## DATA RECORDS
***

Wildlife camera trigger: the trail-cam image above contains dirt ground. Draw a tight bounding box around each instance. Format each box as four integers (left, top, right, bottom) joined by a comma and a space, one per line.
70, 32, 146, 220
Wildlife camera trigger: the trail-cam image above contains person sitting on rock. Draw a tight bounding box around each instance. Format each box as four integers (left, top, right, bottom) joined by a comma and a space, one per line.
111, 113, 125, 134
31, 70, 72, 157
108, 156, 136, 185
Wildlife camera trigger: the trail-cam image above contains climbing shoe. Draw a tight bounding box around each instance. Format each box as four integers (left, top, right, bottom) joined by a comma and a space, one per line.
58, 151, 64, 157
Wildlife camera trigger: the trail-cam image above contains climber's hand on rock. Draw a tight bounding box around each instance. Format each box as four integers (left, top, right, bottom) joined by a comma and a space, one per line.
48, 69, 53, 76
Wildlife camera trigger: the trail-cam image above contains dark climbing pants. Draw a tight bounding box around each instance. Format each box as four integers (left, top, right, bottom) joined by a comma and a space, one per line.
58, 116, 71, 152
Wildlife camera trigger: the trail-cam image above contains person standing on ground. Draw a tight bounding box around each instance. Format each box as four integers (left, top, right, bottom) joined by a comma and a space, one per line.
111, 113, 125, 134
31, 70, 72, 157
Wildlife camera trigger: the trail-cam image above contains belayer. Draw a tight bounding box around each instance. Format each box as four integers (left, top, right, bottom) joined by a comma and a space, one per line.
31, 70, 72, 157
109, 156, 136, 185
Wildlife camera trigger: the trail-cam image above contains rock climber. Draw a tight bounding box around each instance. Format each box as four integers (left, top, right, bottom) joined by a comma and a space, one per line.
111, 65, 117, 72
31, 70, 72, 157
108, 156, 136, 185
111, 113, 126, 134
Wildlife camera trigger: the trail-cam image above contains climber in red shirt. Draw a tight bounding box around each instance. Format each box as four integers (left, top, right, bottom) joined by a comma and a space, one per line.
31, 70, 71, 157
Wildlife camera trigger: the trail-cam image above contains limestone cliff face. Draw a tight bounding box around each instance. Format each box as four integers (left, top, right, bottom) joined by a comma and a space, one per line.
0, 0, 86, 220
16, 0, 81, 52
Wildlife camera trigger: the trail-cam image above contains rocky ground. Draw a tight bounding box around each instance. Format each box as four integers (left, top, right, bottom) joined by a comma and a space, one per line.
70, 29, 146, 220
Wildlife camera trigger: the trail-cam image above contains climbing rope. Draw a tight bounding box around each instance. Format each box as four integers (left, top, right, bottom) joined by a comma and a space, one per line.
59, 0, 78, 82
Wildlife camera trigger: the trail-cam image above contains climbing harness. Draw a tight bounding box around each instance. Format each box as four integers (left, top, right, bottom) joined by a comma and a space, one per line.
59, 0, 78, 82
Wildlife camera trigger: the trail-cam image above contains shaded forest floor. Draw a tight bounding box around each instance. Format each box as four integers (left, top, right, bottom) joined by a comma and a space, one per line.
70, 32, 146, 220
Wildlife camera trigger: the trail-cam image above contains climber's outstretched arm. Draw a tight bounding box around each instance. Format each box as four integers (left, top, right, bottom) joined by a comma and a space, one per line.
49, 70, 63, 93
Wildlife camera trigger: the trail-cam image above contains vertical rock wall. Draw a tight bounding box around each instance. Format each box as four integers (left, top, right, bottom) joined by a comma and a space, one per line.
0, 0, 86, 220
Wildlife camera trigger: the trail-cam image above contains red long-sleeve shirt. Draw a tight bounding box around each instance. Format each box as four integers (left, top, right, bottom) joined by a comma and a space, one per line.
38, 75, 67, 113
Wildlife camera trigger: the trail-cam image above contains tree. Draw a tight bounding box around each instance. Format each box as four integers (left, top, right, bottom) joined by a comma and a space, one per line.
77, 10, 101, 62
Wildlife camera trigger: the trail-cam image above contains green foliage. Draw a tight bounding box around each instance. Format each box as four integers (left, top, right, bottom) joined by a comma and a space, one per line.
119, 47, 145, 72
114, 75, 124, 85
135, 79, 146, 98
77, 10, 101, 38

***

## WORK TO COMPLETE
Repeat everything from the line containing "above contains vertical" down to the line containing "77, 10, 101, 62", with "tight" swapped for "snug" and nothing else changed.

## FULL SOLUTION
Wildlife camera trigger: the trail-cam image above contains vertical rock wall. Draw a snug bounding box around each instance. Format each box as four integers (left, top, right, bottom) joined by a comma and a space, one per line.
0, 0, 86, 220
Wildlife camera trigger: the trail-cam image above contains red long-sleeve shirt. Draw a snug bounding box around each instance. Format each box as four integers (left, top, right, bottom) joined by a comma and a space, one per line.
38, 75, 67, 113
Wildlife camera trigger: the trail-cam image above contains tree. Draw a snug bounding box around each instance. Format each box as four integers (left, top, right, bottom) joined by a comma and a space, one per line.
77, 10, 101, 62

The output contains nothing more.